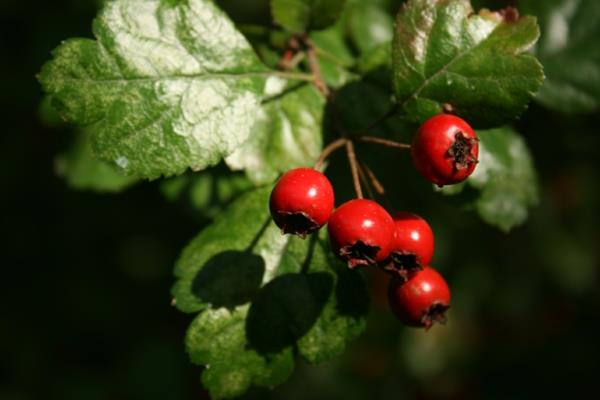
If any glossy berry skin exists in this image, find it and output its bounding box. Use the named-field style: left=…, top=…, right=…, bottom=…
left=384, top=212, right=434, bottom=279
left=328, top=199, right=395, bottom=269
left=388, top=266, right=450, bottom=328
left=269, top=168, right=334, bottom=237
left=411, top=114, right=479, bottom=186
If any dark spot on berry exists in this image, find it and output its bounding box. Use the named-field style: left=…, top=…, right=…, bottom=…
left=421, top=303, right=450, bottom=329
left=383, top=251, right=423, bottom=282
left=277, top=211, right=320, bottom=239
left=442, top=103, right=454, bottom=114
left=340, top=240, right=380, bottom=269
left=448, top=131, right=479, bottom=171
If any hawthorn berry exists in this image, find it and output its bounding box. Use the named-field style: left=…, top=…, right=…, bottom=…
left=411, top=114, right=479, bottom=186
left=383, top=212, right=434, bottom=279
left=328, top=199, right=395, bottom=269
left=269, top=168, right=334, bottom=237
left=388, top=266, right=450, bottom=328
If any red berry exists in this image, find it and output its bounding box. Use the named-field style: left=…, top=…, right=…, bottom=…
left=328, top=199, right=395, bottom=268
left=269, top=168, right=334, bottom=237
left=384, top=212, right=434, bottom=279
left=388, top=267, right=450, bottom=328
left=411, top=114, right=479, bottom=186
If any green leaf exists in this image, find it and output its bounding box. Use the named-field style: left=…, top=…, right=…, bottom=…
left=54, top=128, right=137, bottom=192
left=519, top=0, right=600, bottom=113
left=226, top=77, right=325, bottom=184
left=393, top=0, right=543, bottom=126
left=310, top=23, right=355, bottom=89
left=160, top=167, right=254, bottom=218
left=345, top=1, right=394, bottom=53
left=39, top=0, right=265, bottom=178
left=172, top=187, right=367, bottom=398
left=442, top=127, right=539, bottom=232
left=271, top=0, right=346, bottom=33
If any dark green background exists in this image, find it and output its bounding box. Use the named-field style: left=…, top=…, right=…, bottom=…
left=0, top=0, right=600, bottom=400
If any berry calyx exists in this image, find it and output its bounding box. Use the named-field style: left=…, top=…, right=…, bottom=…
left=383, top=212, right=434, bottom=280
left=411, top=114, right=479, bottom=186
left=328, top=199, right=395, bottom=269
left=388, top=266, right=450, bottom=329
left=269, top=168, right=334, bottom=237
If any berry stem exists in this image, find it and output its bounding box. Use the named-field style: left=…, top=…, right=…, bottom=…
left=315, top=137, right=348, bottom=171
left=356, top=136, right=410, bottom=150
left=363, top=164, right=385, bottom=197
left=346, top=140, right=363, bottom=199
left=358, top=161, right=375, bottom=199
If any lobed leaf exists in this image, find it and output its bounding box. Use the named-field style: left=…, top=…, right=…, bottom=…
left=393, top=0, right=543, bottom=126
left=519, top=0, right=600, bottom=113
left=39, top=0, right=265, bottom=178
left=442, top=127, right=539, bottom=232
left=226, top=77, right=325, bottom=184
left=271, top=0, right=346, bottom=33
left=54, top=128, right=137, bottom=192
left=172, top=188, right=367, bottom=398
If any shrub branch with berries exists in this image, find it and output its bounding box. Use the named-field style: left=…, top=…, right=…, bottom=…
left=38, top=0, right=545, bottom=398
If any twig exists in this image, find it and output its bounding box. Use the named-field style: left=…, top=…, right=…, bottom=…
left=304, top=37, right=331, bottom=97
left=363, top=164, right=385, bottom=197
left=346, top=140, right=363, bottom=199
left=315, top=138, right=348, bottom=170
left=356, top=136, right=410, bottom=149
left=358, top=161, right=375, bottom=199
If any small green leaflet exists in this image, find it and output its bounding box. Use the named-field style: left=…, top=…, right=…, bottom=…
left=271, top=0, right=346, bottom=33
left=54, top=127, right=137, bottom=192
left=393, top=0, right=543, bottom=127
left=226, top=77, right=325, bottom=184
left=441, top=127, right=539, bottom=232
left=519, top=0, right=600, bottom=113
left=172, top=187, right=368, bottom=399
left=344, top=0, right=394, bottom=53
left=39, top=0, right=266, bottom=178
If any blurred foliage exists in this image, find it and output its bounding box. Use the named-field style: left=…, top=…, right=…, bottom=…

● CHALLENGE
Please copy the entries from the line with "If any dark spot" to the line with "left=448, top=131, right=479, bottom=171", both ends included, keeping the request line as it is and multiplying every bounding box coordinate in the answers by 2.5, rounded to the nearest whole number with halves going up. Leave all other lines out.

● RIGHT ANSWER
If any dark spot on berry exists in this image, find it and output its bounding box. Use the named-field style: left=…, top=…, right=…, bottom=…
left=1053, top=758, right=1125, bottom=823
left=958, top=628, right=1058, bottom=705
left=693, top=528, right=800, bottom=598
left=1105, top=258, right=1135, bottom=285
left=850, top=600, right=950, bottom=673
left=1120, top=328, right=1198, bottom=428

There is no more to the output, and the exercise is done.